• Information shown
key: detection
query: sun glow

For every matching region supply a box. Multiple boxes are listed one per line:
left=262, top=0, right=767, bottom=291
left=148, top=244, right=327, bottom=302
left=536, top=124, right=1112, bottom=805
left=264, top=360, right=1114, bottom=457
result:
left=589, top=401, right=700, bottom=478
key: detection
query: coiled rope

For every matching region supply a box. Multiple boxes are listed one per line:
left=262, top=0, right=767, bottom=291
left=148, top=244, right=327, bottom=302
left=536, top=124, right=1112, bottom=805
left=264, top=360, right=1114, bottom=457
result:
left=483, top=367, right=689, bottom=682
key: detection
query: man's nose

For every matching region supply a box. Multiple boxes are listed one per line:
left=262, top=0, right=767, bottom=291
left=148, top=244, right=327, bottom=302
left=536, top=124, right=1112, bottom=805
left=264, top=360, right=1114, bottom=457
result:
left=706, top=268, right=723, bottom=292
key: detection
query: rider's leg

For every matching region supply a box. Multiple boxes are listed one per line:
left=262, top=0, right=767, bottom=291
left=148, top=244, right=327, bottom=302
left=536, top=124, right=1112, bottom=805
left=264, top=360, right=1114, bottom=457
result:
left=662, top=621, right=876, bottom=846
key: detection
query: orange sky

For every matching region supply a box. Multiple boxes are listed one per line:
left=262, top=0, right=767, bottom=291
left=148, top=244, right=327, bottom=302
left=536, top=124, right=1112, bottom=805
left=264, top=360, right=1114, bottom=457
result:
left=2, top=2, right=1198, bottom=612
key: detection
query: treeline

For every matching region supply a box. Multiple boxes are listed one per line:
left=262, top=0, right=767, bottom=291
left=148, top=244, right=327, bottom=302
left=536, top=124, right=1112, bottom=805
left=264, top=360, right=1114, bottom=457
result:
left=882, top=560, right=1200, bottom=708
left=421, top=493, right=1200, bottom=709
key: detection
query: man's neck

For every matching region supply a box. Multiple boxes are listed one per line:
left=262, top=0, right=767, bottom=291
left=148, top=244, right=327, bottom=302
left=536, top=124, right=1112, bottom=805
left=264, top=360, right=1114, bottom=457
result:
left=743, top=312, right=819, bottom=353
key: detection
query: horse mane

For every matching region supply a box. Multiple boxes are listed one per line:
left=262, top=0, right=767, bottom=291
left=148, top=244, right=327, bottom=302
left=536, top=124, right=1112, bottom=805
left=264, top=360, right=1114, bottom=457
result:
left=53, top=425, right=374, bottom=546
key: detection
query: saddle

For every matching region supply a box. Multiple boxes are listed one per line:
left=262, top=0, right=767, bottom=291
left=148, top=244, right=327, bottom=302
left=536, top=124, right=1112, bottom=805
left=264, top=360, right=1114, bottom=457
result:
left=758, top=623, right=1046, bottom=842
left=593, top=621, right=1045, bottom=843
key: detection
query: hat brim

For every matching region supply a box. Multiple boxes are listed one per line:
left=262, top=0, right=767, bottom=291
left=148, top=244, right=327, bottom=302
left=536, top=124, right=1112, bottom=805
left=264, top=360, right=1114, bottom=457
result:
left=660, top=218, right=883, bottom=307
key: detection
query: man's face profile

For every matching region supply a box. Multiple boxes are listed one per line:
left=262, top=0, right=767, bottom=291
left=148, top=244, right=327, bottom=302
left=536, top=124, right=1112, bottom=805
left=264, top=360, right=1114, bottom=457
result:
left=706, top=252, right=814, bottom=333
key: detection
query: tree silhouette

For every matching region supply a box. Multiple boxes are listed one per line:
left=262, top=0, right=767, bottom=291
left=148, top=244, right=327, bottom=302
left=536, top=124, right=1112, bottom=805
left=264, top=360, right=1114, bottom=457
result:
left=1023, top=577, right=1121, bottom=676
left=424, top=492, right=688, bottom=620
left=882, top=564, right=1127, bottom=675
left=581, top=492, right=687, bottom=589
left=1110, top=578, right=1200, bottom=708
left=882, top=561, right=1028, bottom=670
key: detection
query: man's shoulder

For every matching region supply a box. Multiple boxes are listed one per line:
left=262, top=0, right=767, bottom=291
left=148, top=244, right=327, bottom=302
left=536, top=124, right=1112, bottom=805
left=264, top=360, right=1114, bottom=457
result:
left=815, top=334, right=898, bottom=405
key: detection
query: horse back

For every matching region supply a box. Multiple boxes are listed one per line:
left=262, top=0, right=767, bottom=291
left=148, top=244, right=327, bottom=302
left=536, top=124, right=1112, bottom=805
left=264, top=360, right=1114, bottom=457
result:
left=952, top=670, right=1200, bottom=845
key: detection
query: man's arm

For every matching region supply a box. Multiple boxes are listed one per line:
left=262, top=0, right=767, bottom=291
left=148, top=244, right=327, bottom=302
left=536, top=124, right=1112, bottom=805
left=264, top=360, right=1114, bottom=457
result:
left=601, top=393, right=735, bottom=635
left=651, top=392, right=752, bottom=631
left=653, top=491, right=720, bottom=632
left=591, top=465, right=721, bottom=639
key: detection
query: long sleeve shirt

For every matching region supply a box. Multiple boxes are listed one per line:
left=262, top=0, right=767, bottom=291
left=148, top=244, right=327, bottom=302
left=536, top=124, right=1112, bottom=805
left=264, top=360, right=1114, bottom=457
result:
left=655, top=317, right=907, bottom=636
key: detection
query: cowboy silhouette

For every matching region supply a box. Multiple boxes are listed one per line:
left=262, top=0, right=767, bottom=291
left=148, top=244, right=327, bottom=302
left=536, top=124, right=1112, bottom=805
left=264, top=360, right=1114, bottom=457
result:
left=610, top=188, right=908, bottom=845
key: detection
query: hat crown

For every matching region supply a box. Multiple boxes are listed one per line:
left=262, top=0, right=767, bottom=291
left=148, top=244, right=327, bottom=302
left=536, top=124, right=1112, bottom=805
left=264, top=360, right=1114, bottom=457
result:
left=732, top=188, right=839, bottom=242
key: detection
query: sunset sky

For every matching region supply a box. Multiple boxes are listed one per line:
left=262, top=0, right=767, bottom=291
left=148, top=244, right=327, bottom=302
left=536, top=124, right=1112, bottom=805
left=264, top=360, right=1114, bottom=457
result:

• Problem
Filter the listing above for the string "silhouette" and copy every matching line.

• Expected answer
query: tree silhouette
query: cowboy silhouette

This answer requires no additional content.